ДОКУМЕНТ ->
###
Тургенев, как известно, был другом Белинского и ровесником Маркса. С людьми этого поколения представление о двусоставно‑сти опыта входит в проблематику культурно‑национальной идентификации. Тургеневу принадлежит одна из самых ярких ее иллюстраций.

1878 год. Идет Русско‑турецкая война на Балканах. Уже были Всеславянский съезд 1867 г., «Россия и Европа» Данилевского, российско‑панславистская публицистика Суворина и Каткова. Им вторит общественное мнение, ориентированное на политическую конъюнктуру, на углубляющийся распад Турецкой империи, на освобождение балканских славян от турецкого ига. Оно требует покорить узурпированную турецкую столицу, исконный Царырад, и водрузить крест над древним храмом Святой Софии, уже четыре века как захваченной мусульманами.

Тургенев пишет первое свое стихотворение в прозе «Деревня». «Последний день июня месяца; на тысячу верст кругом Россия – родной край. Ровной синевой залито все небо; одно лишь облачко на нем –– не то плывет, не то тает. Безветрие, теплынь… воздух –

1117

молоко парное! Жаворонки звенят; воркуют зобастые голуби; молча реют ласточки; лошади фыркают и жуют; собаки не лают и стоят, смирно повиливая хвостами». «Я лежу у самого края оврага на разостланной попоне; кругом – целые вороха только что скошенного, до истомы душистого сена. Догадливые хозяева разбросали сено перёд избами: пусть еще немного посохнет на припеке, а там и в сарай! <…> Курчавые детские головки торчат из каждого вороха; хохлатые курицы ищут в сене мошек да букашек; белогубый щенок барахтается в спутанных былинках». «И думается мне: к чему нам тут и крест на куполе Святой Софии в Царь‑Граде и все, чего так добиваемся мы, городские люди?»
###
ИСХОДНЫЕ ДАННЫЕ ->

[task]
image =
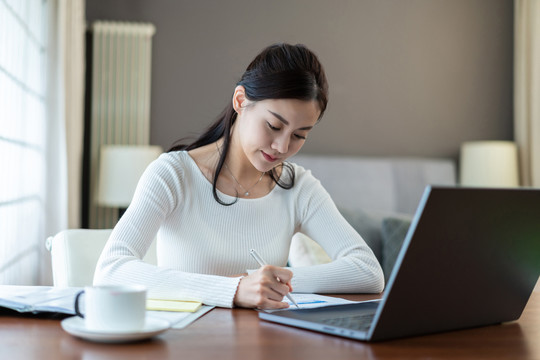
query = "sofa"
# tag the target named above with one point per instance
(378, 196)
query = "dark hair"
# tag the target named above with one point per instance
(280, 71)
###
СПИСОК ЗАДАНИЙ ->
- a) Перепечатайте из текста о Тургеневе всё, начиная с «Тургенев, как известно, был» и вниз до «ярких ее иллюстраций.».
- b) Допишите продолжение текста о Тургеневе после его последнего предложения.
Записи взяты из другого источника.

ОТВЕТЫ ->
- a)
Тургенев, как известно, был другом Белинского и ровесником Маркса. С людьми этого поколения представление о двусоставно‑сти опыта входит в проблематику культурно‑национальной идентификации. Тургеневу принадлежит одна из самых ярких ее иллюстраций.

- b)
Расслоение опыта на органический и идеологический никогда не может быть проведено последовательно и до конца, поскольку он всегда – содержание единой цельной личности. Но по мере усложнения общественных структур, с ростом демократии и связанной с ней необходимостью убеждать граждан в справедливости тех или иных решений, принимаемых руководством, с появлением групп идентификации, возникших не по органическим связям, а по идеологическим мотивам, роль идеологического компонента непрерывно возрастает вплоть до появления идентификационных практик, лишенных органической базы и целиком «почерпнутых у добрых знакомых». При своем рождении в третьей четверти XIX столетия этот процесс вызывал осуждения, протесты, темпераментные предостережения самых разных людей культуры и искусства – от Тургенева до Константина Аксакова, от Победоносцева до Мэтью Арнольда. К первой половине столетия XX, когда он восторжествовал полностью, людям мыслящим осталось только ретроспективно предложить обществу его беспристрастный анализ, что и сделал замечательный грузинский ученый Д.Н.Узнадзе: поведение человека зависит в конечном счете от установки сознания', установка есть признание скрытой формы духовной связи, живущей в глубинах памяти; на ее основе возникает нередко знание, которое не может быть достигнуто при опоре на рациональный, логический, вербализуемый опыт; этот последний остается внешним по отношению к опережающей его неосознаваемой активности сознания7 . При разборе разновидностей и судеб идентификации в разных культурных системах мы увидим, как утрата органических основ человеческой солидарности и вытеснение их постоянно сменяющимися идеологическими мотивами сказываются на духовном климате и общем ходе культурно‑исторического процесса.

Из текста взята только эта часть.